## EXTRACTED DATA
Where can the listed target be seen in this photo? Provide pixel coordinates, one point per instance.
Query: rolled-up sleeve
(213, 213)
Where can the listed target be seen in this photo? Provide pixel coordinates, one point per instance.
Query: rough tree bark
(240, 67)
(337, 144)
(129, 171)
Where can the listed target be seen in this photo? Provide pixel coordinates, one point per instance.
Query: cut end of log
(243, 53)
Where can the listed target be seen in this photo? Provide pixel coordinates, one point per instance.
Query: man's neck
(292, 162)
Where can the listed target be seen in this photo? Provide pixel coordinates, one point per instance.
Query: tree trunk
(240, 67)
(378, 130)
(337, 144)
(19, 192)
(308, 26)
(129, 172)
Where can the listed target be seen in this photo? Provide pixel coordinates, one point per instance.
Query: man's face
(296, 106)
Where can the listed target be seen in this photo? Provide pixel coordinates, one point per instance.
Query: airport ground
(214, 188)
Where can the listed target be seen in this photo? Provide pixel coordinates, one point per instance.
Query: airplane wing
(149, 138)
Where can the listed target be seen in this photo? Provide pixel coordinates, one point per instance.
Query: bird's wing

* * *

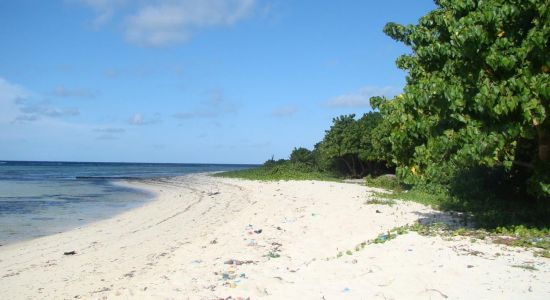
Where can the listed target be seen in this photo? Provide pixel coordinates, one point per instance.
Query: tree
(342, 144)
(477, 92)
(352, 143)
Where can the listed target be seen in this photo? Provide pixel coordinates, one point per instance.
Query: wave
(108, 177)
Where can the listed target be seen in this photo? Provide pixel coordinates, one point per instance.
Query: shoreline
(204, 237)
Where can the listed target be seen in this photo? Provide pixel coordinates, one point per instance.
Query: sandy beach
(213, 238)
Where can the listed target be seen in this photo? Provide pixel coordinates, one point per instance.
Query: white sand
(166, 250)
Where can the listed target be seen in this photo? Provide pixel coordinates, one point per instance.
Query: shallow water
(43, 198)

## YOUR ASSIGNMENT
Begin with the line that has "Query: rough tree bark" in the listing above and end after the line that has "Query: bird's wing"; output those lines exactly.

## RESPONSE BOX
Query: rough tree bark
(240, 67)
(337, 144)
(129, 171)
Where can the listed target be seen in this photo? Provide pixel coordinates, one point per instance.
Query: cut end of log
(243, 53)
Where can the listed target be seen in this photo? Provide pixel coordinates, one point per instance.
Query: man's neck
(292, 162)
Where can the listed target be seen in this photo? Provide pixel coordinates, one point per instance.
Query: tree trunk
(240, 67)
(378, 130)
(337, 144)
(19, 192)
(308, 26)
(129, 172)
Where can the listed target be seen in this photo? Provide pixel coordinates, one point per instance.
Query: man's face
(296, 106)
Where can the listed target be seen in this photo? Provide pixel coordinates, one point per instance.
Query: airport ground
(214, 188)
Where can the listed target be seen in this photo? Provide pixel coordinates, one point per instance.
Query: airplane wing
(149, 138)
Where can the listed target be seen in this photo? Provide pixel coordinates, one point per instance.
Query: bird's wing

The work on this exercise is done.